# Exercise A:
Pull out every line of the records that contains the string "wheel", and copy each one.

# Reading passage:
— BEGIN —

Yep, I can add a helper for that, but I'm not sure how to
deduplicate it further while trying not to pollute the
napi polling path.
Joe Damato Oct. 9, 2024, 4:13 p.m. UTC | #3
On Wed, Oct 09, 2024 at 04:09:53PM +0100, Pavel Begunkov wrote:
> On 10/8/24 23:25, Joe Damato wrote:
> > On Mon, Oct 07, 2024 at 03:15:56PM -0700, David Wei wrote:
> > > From: Pavel Begunkov <asml.silence@gmail.com>
> > 
> > [...]
> > 
> > > However, from time to time we need to synchronise with the napi, for
> > > example to add more user memory or allocate fallback buffers. Add a
> > > helper function napi_execute that allows to run a custom callback from
> > > under napi context so that it can access and modify napi protected
> > > parts of io_uring. It works similar to busy polling and stops napi from
> > > running in the meantime, so it's supposed to be a slow control path.

— END —

# Given records:

— BEGIN —

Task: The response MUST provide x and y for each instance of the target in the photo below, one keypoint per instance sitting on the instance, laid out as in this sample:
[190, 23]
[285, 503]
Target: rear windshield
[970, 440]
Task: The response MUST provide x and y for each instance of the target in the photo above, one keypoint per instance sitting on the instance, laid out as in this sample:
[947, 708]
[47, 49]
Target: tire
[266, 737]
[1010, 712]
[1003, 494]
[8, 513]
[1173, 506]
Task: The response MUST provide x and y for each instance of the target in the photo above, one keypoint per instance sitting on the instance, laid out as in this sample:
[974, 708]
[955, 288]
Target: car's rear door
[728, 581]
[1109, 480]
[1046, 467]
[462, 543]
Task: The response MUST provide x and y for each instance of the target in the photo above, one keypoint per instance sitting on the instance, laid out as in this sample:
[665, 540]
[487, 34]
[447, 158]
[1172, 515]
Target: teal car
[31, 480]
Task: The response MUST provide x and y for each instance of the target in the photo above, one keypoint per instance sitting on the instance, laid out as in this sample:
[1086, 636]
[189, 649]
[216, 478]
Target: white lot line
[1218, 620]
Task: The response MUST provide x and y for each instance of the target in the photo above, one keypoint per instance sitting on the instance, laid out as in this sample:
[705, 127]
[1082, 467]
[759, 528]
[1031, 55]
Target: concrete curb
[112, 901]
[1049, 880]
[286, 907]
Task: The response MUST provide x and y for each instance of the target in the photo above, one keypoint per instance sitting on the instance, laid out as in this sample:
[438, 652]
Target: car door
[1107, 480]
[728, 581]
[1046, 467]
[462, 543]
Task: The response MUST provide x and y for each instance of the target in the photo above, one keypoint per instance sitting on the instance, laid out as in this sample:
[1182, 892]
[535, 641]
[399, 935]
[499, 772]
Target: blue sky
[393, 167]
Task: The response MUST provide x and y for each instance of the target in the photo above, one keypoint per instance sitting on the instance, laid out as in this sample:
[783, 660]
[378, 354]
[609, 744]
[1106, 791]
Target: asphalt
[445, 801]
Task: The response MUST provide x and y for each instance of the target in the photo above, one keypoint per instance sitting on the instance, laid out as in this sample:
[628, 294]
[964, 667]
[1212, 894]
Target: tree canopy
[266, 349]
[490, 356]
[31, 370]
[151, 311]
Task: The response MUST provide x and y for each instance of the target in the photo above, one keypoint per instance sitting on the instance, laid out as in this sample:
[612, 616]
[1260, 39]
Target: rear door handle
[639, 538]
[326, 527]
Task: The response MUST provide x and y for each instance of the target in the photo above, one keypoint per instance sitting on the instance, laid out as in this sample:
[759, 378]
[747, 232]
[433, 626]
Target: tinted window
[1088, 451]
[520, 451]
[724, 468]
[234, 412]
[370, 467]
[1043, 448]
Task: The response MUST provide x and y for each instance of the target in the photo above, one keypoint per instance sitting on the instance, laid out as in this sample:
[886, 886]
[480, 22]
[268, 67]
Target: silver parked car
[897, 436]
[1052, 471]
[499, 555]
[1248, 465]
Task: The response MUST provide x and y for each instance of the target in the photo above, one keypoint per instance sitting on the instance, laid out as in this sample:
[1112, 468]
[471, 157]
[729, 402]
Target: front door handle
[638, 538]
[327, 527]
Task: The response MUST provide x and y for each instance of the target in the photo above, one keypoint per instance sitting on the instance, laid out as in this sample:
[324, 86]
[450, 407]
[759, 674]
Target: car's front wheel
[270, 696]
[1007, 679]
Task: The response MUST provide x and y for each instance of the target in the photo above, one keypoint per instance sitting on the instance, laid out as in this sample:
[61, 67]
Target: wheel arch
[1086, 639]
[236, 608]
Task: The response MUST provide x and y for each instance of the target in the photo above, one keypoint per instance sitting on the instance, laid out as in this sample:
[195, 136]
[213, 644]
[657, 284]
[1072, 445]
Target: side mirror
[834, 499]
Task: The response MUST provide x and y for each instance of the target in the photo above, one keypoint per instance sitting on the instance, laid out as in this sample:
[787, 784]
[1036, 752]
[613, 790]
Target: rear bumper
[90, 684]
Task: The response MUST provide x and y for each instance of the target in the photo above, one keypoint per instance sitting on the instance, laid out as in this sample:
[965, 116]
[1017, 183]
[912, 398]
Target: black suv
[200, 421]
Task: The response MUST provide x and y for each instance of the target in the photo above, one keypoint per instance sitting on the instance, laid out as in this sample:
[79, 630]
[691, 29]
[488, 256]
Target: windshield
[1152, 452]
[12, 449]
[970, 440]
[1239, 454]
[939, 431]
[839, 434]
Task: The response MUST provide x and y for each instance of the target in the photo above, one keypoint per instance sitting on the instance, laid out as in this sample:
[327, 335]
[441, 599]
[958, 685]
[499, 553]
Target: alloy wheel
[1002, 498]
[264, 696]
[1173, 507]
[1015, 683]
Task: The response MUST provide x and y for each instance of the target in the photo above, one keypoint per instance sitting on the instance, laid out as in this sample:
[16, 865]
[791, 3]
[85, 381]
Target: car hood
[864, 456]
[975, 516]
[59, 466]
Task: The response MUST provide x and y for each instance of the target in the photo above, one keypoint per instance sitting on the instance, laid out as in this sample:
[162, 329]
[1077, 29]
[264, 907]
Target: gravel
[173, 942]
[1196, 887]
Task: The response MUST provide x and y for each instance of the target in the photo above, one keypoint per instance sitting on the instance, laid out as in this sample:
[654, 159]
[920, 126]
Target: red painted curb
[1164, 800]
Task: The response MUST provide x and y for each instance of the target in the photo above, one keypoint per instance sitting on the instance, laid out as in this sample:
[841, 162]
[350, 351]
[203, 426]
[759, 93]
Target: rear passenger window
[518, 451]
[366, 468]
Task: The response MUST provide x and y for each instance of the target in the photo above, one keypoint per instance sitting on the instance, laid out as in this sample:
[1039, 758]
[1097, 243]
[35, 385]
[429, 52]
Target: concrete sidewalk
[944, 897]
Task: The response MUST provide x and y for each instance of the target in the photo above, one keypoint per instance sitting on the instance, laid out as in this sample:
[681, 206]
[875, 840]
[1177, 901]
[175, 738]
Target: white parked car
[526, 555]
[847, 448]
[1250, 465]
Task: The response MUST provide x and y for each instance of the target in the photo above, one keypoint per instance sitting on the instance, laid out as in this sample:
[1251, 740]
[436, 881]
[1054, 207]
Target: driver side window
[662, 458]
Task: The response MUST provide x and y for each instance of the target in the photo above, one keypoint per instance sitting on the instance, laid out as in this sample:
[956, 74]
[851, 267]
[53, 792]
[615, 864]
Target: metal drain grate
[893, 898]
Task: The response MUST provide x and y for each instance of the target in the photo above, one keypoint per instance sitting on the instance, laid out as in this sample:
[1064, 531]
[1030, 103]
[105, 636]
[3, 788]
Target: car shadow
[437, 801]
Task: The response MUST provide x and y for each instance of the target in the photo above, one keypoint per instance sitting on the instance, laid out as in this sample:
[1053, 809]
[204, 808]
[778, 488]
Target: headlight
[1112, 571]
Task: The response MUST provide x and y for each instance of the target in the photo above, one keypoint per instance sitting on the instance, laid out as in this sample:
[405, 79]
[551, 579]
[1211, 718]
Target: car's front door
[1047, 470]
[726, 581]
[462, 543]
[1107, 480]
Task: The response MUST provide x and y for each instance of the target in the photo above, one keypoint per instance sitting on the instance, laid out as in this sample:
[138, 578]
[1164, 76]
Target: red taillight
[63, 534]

— END —

# Exercise B:
Rewrite the patch discussion starting at "Joe Damato Oct." and ending at "slow control path.", with "busy polling" swapped for "interrupt handling".

# Worked answer A:
Target: car's front wheel
Target: wheel arch
Target: alloy wheel

# Worked answer B:
Joe Damato Oct. 9, 2024, 4:13 p.m. UTC | #3
On Wed, Oct 09, 2024 at 04:09:53PM +0100, Pavel Begunkov wrote:
> On 10/8/24 23:25, Joe Damato wrote:
> > On Mon, Oct 07, 2024 at 03:15:56PM -0700, David Wei wrote:
> > > From: Pavel Begunkov <asml.silence@gmail.com>
> > 
> > [...]
> > 
> > > However, from time to time we need to synchronise with the napi, for
> > > example to add more user memory or allocate fallback buffers. Add a
> > > helper function napi_execute that allows to run a custom callback from
> > > under napi context so that it can access and modify napi protected
> > > parts of io_uring. It works similar to interrupt handling and stops napi from
> > > running in the meantime, so it's supposed to be a slow control path.